• **Dataset extract**:
::::

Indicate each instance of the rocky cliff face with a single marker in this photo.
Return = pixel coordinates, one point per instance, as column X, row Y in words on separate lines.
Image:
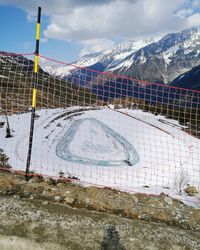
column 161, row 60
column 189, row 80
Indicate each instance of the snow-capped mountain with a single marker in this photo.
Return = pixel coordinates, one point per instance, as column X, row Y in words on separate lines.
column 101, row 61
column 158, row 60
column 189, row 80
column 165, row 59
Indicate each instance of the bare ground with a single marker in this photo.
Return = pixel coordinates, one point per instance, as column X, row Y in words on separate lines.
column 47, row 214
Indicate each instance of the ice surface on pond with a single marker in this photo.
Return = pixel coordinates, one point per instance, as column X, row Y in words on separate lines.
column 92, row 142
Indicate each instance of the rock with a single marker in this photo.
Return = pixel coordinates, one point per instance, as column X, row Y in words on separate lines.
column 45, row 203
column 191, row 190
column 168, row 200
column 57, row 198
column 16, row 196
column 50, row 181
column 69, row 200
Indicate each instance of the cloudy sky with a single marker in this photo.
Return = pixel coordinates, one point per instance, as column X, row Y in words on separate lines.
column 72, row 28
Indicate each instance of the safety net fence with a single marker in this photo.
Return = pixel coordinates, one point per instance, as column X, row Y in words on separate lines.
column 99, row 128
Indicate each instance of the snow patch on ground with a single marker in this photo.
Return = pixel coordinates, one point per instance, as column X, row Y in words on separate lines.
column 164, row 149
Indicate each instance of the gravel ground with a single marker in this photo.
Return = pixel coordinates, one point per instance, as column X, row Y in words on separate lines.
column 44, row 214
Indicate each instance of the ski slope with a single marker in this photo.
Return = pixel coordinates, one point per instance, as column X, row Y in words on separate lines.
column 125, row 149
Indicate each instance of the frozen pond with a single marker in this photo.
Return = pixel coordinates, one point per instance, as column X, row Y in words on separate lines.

::::

• **Work instructions**: Please write out the listing above again, replacing "single marker" with "single dot" everywhere and changing nothing else. Omit the pictures.

• **Complete answer**:
Indicate each instance of the rocky cliff face with a single dot in this photo.
Return = pixel coordinates, one point per instance, as column X, row Y in words on separate lines.
Image:
column 161, row 60
column 189, row 80
Indicate each instance of the snow-capped mountain with a single dot in this photo.
Return = pixel coordinates, one point per instance, as column X, row Y in words on separate lines.
column 101, row 61
column 158, row 60
column 189, row 80
column 165, row 59
Indicate each instance of the bare ground with a single dot in this photo.
Return = pixel coordinates, one point per instance, as column X, row Y in words on separate lines.
column 47, row 214
Indicate each instance of the ice surface on pond with a single dot in this photo.
Return = pixel coordinates, one point per instance, as column X, row Y in words on separate lines.
column 92, row 142
Indicate each instance of the rock with a single dot in this photo.
Return = pixel coordinates, one point per instance, as column X, row Y in words on separate lines.
column 45, row 203
column 191, row 190
column 168, row 200
column 57, row 198
column 16, row 196
column 50, row 181
column 69, row 200
Indicate each instance of the cloudy sky with a single dot in this photo.
Return = pixel coordinates, one point per instance, as column X, row Y in words on separate lines.
column 72, row 28
Indicate each instance of the safety net fence with a single dot in this photo.
Return = pixel coordinates, one point per instance, as column X, row Y in words on separate lines.
column 99, row 128
Indicate each instance of the snow patch on ground with a single dot in this photo.
Return = pixel coordinates, one point per instance, as column X, row Y in words on separate lines.
column 164, row 149
Indicate each instance of the gravel ground with a single dot in this photo.
Return = pixel coordinates, one point per instance, as column X, row Y in words on separate lines.
column 44, row 214
Indicate each instance of the ski slope with a single dot in this photo.
Return = pixel coordinates, one point per instance, as column X, row Y in words on separate lines.
column 125, row 149
Indicate each instance of the frozen pond with a single dot in this photo.
Return = pixel coordinates, one point per instance, as column X, row Y in words on separate lines.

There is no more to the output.